*Extracted text*.
Francis Garnett was appointed as Superintendent in early 1899. He had been working for many years at Point Pearce, and would return there in 1906, before going on to become a long-term Chief Protector. So, one way or another, he had an impact on Point McLeay for some thirty years. In 1899, he entered into a small but active world; Point McLeay’s income and expenditure for the year amounted to £ 3,534, or over a million dollars in present-day terms.


By the end of the decade, even though the school roll included some seventy children, there was remarkably little movement to and from the school and elsewhere. Entries on the School Register suggest that the flow was inwards, with more children coming from than going to other schools. Movement even between river and lake towns was still almost nil:

To and from Raukkan School

1890s

To

From

To and From

Freeling (service) 1
Maloga 1

Milang 1
Alice Springs 1
Poonindie 5
Goolwa 1
Pt Pierce 2
NSW 1



Brompton 2




The AFA’s troubles were by no means over with Garnett’s appointment: within months, a petition was presented, with twenty five Aboriginal signatures, asking the AFA to remove Holman. His relations with the children and their parents had deteriorated significantly, and he was using physical punishment more than parents liked. Holman continued under a caution.


New regulations were introduced towards the middle of 1900. They included:


  • Meat no longer would be part of rations – this would be offset by slightly higher wages to make up the difference in effective income. This regulation meant that men not on a wage would be worse off;




  • Only orphan children and girls under the matron’s control would in future be boarded at the dormitory. Children with parents at the Mission would stay with them, not in the dormitory, so this measure threw a good deal more costs onto families, not to mention increased pressure on accommodation.

Pressure must also have been building on the AFA’s ability to raise funds. There were more demands being put on them all the time: the Rev. Matthews, lately retired from Cummeragunga, was seeking to open up a Mission at New Residence, across the river from present-day Gerard. David Unaipon was asking the AFA for money for Sunday clothes, books, and other purposes, which was a bit cheeky since he had just been thrown off the mission for serious indiscretions.


In 1901, there were fifty three children on the school roll, but the quality of teaching to have dropped markedly: only twelve children were in Class II or higher, and Class V had been abolished. In other words, the great majority of these children, who a few years before had been described as ‘ordinarily intelligent, and if placed at a State School, would compete freely with the average white child’ were now in the two lowest grades that the school offered. Mr Holman may have had outstanding musical skills but he was serving the children very poorly. The school was open for an average of only four days each week, for less than forty weeks, which would have contributed to the poor level of education of the children. For some obscure reason, from about 1900, boys and girls had separate dining rooms.
For all that, the mission struggled on: a dairy had been opened, with a separator; the boot-shop was still operating, although without an instructor (again, it seemed out of the question to hire one of the more outstanding young men as an instructor, such as Edward Chester or Jonathan Sumner or George Rankine). Four more cottages had been completed. Seven young people had been found positions as apprentices. More families had been settled on the land, including that of Matthew Kropinyeri on Section 1079 near Wellington, where they joined the families of George Karpany, George Muckray and William McHughes. In the view of the AFA, putting families on the land was a means of ‘solving the half-caste problem’, although it is pretty certain that the families themselves did not see it that way.

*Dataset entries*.
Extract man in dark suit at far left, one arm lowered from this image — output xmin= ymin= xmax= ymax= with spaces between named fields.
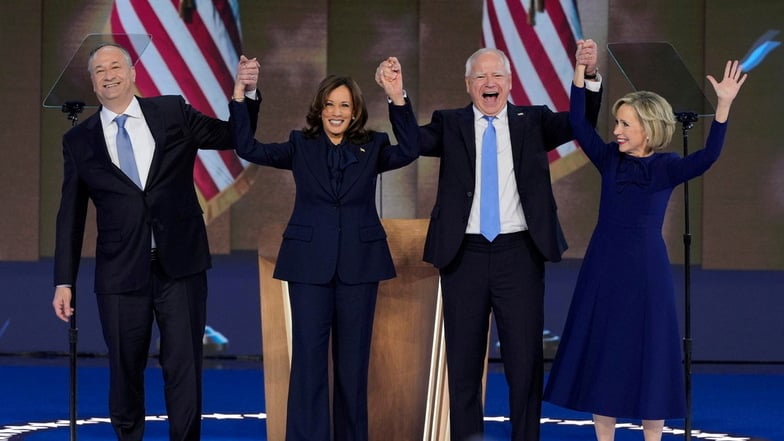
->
xmin=52 ymin=44 xmax=259 ymax=441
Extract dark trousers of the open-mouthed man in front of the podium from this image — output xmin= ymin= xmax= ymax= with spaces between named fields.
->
xmin=441 ymin=232 xmax=544 ymax=441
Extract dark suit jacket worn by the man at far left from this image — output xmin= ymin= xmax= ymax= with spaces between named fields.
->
xmin=54 ymin=96 xmax=259 ymax=294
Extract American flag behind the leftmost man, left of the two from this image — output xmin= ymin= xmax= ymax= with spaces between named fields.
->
xmin=109 ymin=0 xmax=255 ymax=223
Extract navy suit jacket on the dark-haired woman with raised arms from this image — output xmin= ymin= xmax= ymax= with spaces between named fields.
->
xmin=229 ymin=98 xmax=419 ymax=284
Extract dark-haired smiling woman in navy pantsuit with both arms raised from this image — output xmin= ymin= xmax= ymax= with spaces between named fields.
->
xmin=229 ymin=58 xmax=419 ymax=441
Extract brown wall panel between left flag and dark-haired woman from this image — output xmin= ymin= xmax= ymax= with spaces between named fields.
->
xmin=231 ymin=0 xmax=328 ymax=250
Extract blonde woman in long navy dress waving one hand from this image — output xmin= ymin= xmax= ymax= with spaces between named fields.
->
xmin=544 ymin=54 xmax=747 ymax=441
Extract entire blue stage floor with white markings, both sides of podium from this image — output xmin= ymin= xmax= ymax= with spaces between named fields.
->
xmin=0 ymin=360 xmax=784 ymax=441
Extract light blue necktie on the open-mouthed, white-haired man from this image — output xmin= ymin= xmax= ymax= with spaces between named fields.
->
xmin=479 ymin=116 xmax=501 ymax=242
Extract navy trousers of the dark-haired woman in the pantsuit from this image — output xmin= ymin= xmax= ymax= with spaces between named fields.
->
xmin=286 ymin=277 xmax=378 ymax=441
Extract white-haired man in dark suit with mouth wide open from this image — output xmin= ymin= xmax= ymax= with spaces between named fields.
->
xmin=420 ymin=40 xmax=601 ymax=441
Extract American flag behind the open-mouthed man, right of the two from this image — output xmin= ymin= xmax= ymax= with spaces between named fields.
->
xmin=482 ymin=0 xmax=586 ymax=180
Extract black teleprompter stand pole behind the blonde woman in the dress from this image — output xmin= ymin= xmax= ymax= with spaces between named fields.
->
xmin=675 ymin=112 xmax=697 ymax=441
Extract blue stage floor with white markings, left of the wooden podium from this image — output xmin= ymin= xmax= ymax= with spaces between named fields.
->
xmin=0 ymin=361 xmax=266 ymax=441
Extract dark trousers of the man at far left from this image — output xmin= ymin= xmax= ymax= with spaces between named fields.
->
xmin=97 ymin=262 xmax=207 ymax=441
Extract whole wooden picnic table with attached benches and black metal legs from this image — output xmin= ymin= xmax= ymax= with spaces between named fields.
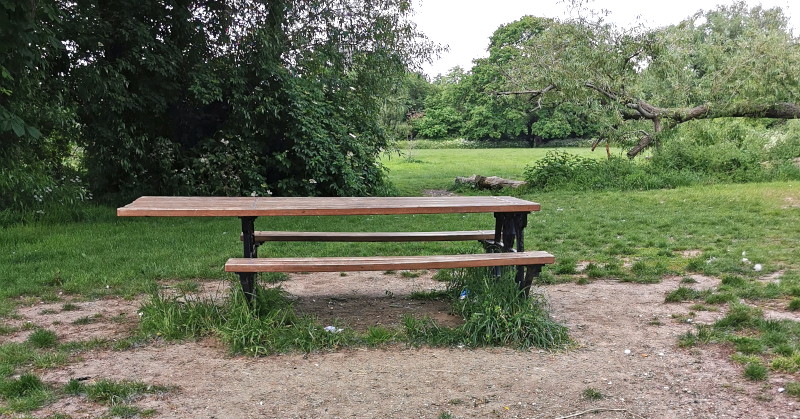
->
xmin=117 ymin=196 xmax=554 ymax=298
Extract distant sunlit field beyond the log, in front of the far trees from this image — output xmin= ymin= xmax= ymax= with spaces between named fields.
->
xmin=381 ymin=148 xmax=622 ymax=196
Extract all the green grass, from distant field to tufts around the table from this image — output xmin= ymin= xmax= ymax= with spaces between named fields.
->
xmin=0 ymin=149 xmax=800 ymax=413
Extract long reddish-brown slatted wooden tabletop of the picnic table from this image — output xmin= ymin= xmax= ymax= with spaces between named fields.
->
xmin=117 ymin=196 xmax=540 ymax=217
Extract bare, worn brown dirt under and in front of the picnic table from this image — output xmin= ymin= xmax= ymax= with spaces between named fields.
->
xmin=6 ymin=273 xmax=800 ymax=418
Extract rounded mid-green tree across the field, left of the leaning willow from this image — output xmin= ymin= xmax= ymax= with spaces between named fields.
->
xmin=415 ymin=16 xmax=591 ymax=145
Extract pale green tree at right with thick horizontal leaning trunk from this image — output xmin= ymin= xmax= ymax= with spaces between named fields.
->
xmin=500 ymin=2 xmax=800 ymax=158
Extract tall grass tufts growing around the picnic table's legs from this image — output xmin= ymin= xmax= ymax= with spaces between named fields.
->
xmin=140 ymin=270 xmax=570 ymax=355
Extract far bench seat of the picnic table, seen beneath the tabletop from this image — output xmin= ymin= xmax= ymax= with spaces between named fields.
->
xmin=245 ymin=230 xmax=494 ymax=243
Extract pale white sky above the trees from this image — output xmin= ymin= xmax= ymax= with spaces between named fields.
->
xmin=414 ymin=0 xmax=800 ymax=78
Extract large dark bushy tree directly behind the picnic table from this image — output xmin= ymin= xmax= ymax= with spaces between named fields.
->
xmin=61 ymin=0 xmax=435 ymax=199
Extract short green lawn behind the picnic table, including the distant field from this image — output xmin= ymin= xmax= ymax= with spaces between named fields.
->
xmin=0 ymin=149 xmax=800 ymax=311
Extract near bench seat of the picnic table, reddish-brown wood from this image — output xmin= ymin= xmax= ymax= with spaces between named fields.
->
xmin=225 ymin=251 xmax=555 ymax=272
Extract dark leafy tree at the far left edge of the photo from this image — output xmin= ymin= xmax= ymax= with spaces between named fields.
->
xmin=0 ymin=0 xmax=86 ymax=218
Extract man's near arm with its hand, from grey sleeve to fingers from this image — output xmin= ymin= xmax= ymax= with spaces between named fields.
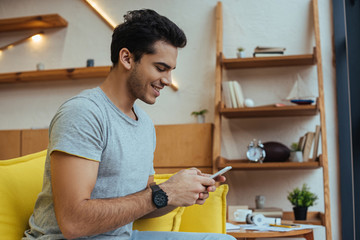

*Task instructions*.
1: In the Point McLeay history, can you reproduce the passage from "Pressure must also" to "for serious indiscretions." with "Sunday clothes" swapped for "school clothes"?
2: Can you extend the Point McLeay history past its final sentence?

*Answers for this exercise*.
1:
Pressure must also have been building on the AFA’s ability to raise funds. There were more demands being put on them all the time: the Rev. Matthews, lately retired from Cummeragunga, was seeking to open up a Mission at New Residence, across the river from present-day Gerard. David Unaipon was asking the AFA for money for school clothes, books, and other purposes, which was a bit cheeky since he had just been thrown off the mission for serious indiscretions.

2:
At some cost, a thirty-thousand-gallon tank had been erected, served by two windmills, to irrigate crops. However, the lake water that they pumped was usually too salty by 1901. Other resources were in short supply: timber for fuel had to be brought from some distance; the jetty was badly in need of repair. On the other hand, it was not all doom and gloom: in the two years of 1900-1901, births had exceeded deaths by almost twenty.
In September 1901, a petition was circulated at Wellington to exclude Aboriginal children from the school there. The petition was forwarded to the Minister of Education:
It cannot be expected that white parents will tolerate the mixing of their children with Aborigines. If they must be schooled here then we suggest a separate room in which they are kept to themselves – But we most respectfully point out that they have a school at Pt Mcleay & to that place they should be sent. Hoping you will do something in the matter as soon as possible. I remain, etc. H.M. Cross. (GRG 18/1/1901/885)
A month or so later, the Chairman of the Wellington Board of Advice sent another letter to the Minister:
Dear Sir, We should be glad to know if you have done anything in regards to the Black children attending this school, as the parents feel very strongly about the matter, & object to have their children crowded in with the Blacks as chn have no idea of our way of living many of whom are camping & living in wurlies & those that have small huts are half their time with the others, or they are with them. We most respectfully point out that they have Pt Mcleay to go to & then to another Mission above Mannum presided over by the Mathews family where they could be taught something. (5.10.1901)
Inspector Stanton asked the teacher to provide information about the accommodation for each Aboriginal child, house or wurley and received the reply that they all lived in stone houses. The teacher added: ‘I let all the aboriginals sit together in one form to keep them from the white children as much as possible.’ The Minister advised that the children should be allowed to attend the school ‘so long as they are clean and tidy’. Two of the Aboriginal families had also been attending the Tailem Bend school.
In November 1902, Garnett demanded that both the farm overseer and Holman be dismissed: the farm overseer was ‘always looking after his fowls rather than his duties.’ In December, during his regular inspection, Inspector Smyth was so appalled with Holman’s performance that he urged the AFA to let him go. Holman was ‘persuaded’ to give up the position, with his salary ceasing at the end of February 1903. He was replaced by Mr William Chapman for the 1903 school year. The curriculum was revised to include religious education, and the dormitory was extended.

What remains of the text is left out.